Direction
Can you rewrite the records below from the line holding "Outline all occurrences of ceiling" through the line holding "59, 269, 79]]", inclusive, with the requests included and nothing else? Scale every bounding-box coordinate in the answers by 0.5 and round each to a whole number, with halves rounding up, while leaving the requests and their format samples as they are.

Information given
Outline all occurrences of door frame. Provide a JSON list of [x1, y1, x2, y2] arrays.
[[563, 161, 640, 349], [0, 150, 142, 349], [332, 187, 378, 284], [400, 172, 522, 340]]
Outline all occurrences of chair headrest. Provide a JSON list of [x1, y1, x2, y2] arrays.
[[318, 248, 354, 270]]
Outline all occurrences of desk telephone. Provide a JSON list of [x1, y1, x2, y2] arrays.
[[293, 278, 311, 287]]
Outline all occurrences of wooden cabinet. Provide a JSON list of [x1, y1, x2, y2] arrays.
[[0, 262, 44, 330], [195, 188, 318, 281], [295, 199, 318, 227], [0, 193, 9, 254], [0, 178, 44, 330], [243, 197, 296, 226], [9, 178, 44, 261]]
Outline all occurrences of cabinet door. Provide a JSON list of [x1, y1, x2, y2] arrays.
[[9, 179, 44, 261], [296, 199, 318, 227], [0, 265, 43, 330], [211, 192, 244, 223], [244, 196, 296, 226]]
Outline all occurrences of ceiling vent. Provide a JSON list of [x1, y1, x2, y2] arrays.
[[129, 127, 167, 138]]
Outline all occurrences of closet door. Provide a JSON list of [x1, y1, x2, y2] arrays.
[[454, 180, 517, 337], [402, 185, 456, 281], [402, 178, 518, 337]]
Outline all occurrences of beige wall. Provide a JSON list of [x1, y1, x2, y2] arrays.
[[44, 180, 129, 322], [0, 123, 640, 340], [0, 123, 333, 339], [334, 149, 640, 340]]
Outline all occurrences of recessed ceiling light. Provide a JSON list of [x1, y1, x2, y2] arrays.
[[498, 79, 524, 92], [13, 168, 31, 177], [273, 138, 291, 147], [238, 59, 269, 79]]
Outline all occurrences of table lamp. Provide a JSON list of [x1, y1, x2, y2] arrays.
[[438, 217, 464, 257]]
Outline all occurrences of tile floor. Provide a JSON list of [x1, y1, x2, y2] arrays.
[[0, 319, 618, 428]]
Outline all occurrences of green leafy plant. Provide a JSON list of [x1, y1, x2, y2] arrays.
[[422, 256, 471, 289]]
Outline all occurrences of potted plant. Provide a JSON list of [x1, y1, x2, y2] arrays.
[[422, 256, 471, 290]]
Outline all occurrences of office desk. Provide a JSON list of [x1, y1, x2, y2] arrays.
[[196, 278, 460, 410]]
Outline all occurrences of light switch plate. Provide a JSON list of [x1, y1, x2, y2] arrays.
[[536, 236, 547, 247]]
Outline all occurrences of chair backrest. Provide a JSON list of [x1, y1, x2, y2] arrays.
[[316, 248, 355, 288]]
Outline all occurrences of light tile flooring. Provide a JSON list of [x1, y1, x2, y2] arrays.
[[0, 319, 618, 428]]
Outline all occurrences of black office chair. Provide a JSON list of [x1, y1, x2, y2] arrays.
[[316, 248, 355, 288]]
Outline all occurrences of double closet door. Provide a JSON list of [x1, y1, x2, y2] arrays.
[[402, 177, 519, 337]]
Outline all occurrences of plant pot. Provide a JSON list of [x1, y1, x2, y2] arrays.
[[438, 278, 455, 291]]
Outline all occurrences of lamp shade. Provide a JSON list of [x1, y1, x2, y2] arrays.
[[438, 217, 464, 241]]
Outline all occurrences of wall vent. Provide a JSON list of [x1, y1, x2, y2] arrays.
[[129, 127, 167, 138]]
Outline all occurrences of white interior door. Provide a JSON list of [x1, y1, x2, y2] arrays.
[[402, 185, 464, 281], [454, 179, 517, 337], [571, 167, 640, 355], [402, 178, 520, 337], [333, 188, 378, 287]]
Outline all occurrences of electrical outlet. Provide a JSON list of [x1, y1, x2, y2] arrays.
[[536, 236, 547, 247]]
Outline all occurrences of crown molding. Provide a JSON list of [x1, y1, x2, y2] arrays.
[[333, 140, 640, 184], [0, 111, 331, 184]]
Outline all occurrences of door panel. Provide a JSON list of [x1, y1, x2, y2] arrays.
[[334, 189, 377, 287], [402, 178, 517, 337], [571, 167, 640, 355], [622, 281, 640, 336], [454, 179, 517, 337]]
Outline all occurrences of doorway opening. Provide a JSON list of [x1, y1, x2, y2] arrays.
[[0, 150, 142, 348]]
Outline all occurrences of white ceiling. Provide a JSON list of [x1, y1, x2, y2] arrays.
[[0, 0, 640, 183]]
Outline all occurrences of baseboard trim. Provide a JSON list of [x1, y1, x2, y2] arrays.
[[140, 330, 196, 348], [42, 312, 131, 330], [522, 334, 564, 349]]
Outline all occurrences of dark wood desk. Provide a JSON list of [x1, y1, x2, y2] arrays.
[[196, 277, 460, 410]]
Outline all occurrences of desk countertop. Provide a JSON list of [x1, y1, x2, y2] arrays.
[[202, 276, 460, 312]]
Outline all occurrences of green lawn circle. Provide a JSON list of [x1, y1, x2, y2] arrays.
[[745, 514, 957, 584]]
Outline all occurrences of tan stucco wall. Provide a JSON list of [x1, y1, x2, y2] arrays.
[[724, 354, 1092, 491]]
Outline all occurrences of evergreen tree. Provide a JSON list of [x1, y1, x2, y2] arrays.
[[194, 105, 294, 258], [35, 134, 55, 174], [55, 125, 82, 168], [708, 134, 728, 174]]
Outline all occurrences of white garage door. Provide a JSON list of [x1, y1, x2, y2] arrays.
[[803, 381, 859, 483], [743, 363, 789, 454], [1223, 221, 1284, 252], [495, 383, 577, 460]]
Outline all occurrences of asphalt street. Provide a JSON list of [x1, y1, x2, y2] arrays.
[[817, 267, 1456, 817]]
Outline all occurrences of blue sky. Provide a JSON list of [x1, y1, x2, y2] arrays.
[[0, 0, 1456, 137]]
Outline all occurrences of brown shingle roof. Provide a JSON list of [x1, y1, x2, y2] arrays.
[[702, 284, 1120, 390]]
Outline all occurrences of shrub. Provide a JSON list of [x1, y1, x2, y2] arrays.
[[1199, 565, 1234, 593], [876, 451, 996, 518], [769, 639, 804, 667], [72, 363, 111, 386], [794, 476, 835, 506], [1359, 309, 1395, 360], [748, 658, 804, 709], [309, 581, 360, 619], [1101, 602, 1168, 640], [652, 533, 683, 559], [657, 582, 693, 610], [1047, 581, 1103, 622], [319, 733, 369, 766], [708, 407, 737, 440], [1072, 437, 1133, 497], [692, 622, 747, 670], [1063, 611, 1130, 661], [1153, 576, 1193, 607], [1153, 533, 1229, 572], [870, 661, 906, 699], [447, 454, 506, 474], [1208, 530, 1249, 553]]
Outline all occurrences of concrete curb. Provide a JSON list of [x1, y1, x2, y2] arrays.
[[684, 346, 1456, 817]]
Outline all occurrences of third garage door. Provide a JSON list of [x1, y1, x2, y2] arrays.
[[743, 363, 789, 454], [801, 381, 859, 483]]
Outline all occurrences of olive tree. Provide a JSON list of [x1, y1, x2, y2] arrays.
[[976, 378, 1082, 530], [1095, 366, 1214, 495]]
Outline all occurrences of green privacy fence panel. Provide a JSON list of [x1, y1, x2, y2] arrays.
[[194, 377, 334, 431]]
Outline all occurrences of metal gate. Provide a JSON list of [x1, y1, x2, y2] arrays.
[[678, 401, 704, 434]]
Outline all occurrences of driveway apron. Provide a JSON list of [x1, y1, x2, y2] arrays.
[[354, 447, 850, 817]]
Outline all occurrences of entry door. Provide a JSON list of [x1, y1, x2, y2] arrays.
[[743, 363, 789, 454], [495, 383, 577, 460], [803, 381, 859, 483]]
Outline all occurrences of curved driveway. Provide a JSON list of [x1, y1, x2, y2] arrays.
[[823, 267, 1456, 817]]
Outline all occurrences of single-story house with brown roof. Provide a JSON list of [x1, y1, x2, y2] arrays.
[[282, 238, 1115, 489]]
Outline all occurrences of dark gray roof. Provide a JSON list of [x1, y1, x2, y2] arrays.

The output
Outline all occurrences of ceiling vent. Provide a JSON list of [x1, y1, x2, y2] arrays.
[[65, 64, 84, 69]]
Outline all occurrences of closet door. Provide a JSON list of [x1, y1, x2, y2] arrays.
[[227, 90, 259, 169], [201, 93, 228, 141], [201, 89, 259, 169]]
Outline all occurrences of beige wall. Provide a JSON list of [x1, y1, x2, y2] arrays.
[[22, 90, 65, 161], [0, 62, 320, 170], [0, 62, 167, 170], [167, 75, 320, 170]]
Outline all occurrences of recessed ceiling light. Provide a JSON list of [x1, y1, x2, y2] arrays.
[[249, 40, 262, 46], [7, 84, 16, 89], [137, 69, 146, 74], [119, 30, 135, 40]]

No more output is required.